■ **Textauszug**
^^^^^^^^^^^^^^^^

Nach dem 2. Juristischen Staatsexamen am 26. Oktober 1950 wurde mein Vater Hilfsrichter an den Amtsgerichten in Achim und Syke sowie am Landgericht Hannover. Danach übte er nur noch staatsanwaltliche Tätigkeiten aus, zunächst in Lüneburg und dann in Celle, wo er am 1. Dezember 1953 zum Staatsanwalt ernannt wurde. In den Dienstzeugnissen lese ich von der großen Gewissenhaftigkeit meines Vaters und von seinem unermüdlichen Fleiß, der ihn in die Lage versetze, teilweise das Doppelte eines normalen Dezernats zu bewältigen. Durch sein freundliches, manchmal geradezu lustiges Wesen sei er überall geschätzt. Sein Temperament trete besonders dann hervor, wenn er meine, dass der Gang eines Verfahrens der menschlichen Seite des Falles nicht hinreichend gerecht werde.

Die sommerlichen Fahrradreisen bedeuteten für meine Eltern Stunden des Glücks. Sie genossen die Zweisamkeit nach vielen Jahren der Trennung. Ihr kleines Zelt stellten sie nach Lust und Laune auf. Die erste Reise startete 1952 in Singen, wohin sie mit dem Zug angereist waren. Ohne Gangschaltung ging es per Rad über Zürich, das Berner Oberland nach Zermatt und über den Furkapass zurück nach Singen. Heute würde eine solche Reise, allerdings mit viel besserem Fahrrad, als besonders trendy bezeichnet werden. Damals wunderten sich die Bekannten, wie man eine solche Strapaze als Urlaub ansehen konnte. Die Wandertouren führten bis auf das 4171 m hohe Breithorn. Bei diesen Reisen konnte der siebenjährige Sohn nicht mit, sodass ich die Sommerferien in Meißen verbrachte, was ich sehr gern tat. Im Sommer 1953 erhielt mein Vater keinen Urlaub. Im darauf folgenden Jahr wählten meine Eltern die Bahnanfahrt nach Salzburg und zurück ging es von Kufstein. Dazwischen lagen 1100 Kilometer mit dem Fahrrad und 200 Kilometer zu Fuß.

^^^^^^^^^^^^^^^^

■ **Datensatzinhalt**
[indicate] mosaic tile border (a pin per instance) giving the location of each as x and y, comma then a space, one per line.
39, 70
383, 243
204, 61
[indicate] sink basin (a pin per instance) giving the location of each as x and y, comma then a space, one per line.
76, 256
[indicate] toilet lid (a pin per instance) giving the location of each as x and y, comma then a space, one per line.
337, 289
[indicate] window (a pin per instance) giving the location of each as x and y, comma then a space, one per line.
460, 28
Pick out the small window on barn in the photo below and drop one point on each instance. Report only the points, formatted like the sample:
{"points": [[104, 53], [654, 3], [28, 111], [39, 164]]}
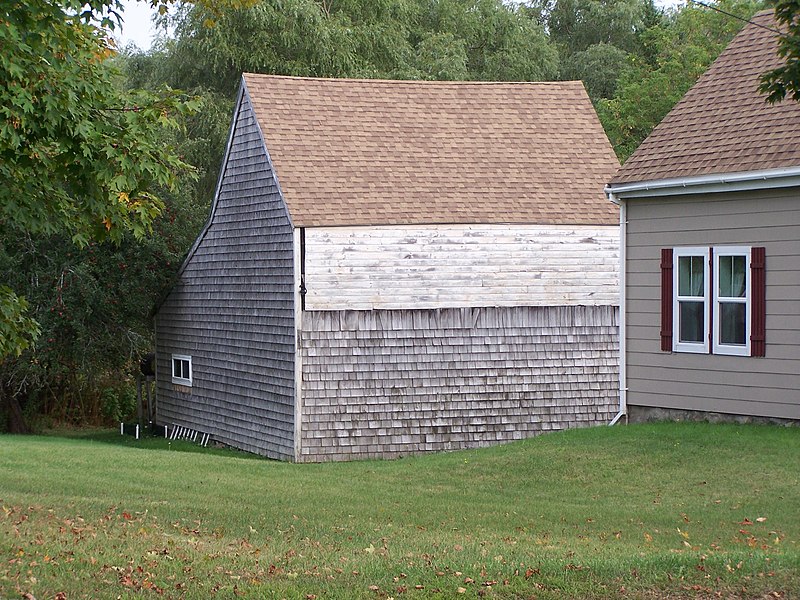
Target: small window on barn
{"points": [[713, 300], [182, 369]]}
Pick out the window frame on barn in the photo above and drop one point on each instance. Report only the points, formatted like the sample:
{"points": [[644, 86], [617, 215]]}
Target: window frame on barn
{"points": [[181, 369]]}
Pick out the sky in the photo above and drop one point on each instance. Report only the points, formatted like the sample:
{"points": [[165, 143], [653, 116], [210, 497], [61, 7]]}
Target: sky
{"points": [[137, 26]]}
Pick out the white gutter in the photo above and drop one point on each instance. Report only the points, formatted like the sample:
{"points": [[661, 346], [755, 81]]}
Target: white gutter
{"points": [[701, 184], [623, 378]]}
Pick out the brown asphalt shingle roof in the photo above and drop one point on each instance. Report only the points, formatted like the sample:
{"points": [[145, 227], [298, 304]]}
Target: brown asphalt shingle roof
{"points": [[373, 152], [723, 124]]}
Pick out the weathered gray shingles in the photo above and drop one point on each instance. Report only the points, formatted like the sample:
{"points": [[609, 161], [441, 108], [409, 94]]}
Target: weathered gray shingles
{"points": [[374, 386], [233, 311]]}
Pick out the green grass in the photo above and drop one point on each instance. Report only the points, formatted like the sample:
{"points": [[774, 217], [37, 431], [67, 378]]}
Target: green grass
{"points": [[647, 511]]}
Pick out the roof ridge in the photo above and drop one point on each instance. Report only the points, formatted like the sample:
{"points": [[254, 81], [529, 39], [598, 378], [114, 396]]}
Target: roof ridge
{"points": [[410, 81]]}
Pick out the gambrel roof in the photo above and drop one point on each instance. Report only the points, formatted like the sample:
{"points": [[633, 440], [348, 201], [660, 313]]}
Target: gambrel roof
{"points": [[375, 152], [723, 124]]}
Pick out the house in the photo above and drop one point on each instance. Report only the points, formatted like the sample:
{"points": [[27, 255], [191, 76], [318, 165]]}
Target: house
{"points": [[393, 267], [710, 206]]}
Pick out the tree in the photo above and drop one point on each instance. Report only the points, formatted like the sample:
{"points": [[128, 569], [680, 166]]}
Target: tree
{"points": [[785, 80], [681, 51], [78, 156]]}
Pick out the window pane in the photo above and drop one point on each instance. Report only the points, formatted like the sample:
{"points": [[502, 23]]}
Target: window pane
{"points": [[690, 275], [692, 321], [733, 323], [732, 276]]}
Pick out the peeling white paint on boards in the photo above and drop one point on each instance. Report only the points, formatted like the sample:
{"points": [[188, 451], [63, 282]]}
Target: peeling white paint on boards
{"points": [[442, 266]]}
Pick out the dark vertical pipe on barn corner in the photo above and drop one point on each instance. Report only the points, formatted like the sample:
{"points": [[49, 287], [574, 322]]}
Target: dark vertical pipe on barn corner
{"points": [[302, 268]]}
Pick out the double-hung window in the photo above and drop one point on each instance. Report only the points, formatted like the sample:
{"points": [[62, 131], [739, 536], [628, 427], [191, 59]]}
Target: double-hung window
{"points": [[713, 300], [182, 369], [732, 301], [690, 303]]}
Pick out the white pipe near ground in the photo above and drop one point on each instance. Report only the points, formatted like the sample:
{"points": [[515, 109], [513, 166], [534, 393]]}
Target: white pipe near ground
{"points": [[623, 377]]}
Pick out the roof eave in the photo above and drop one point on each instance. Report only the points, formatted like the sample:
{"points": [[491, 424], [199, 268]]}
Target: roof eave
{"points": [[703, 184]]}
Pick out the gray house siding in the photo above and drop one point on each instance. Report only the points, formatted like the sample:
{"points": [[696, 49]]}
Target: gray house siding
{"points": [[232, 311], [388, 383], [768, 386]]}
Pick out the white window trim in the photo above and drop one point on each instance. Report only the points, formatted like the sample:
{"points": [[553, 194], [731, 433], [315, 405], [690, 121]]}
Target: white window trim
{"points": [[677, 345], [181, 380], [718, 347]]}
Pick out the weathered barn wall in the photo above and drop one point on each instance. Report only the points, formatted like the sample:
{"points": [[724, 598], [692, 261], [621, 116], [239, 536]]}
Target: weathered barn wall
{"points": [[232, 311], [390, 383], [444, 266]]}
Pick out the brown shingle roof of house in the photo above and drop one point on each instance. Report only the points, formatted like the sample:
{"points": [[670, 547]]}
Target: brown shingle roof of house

^^^^^^^^^^^^^^^^

■ **Schriftliche Aufgabe 1**
An welchem Datum und in welcher Stadt wurde der Vater laut Textauszug zum Staatsanwalt ernannt?
■ **Schriftliche Aufgabe 2**
Geben Sie den Abschnitt des Textauszugs von „Nach dem 2.“ bis einschließlich „hinreichend gerecht werde.“ wörtlich wieder.

■ **Ergebnis 1**
Am 1. Dezember 1953 in Celle.

■ **Ergebnis 2**
Nach dem 2. Juristischen Staatsexamen am 26. Oktober 1950 wurde mein Vater Hilfsrichter an den Amtsgerichten in Achim und Syke sowie am Landgericht Hannover. Danach übte er nur noch staatsanwaltliche Tätigkeiten aus, zunächst in Lüneburg und dann in Celle, wo er am 1. Dezember 1953 zum Staatsanwalt ernannt wurde. In den Dienstzeugnissen lese ich von der großen Gewissenhaftigkeit meines Vaters und von seinem unermüdlichen Fleiß, der ihn in die Lage versetze, teilweise das Doppelte eines normalen Dezernats zu bewältigen. Durch sein freundliches, manchmal geradezu lustiges Wesen sei er überall geschätzt. Sein Temperament trete besonders dann hervor, wenn er meine, dass der Gang eines Verfahrens der menschlichen Seite des Falles nicht hinreichend gerecht werde.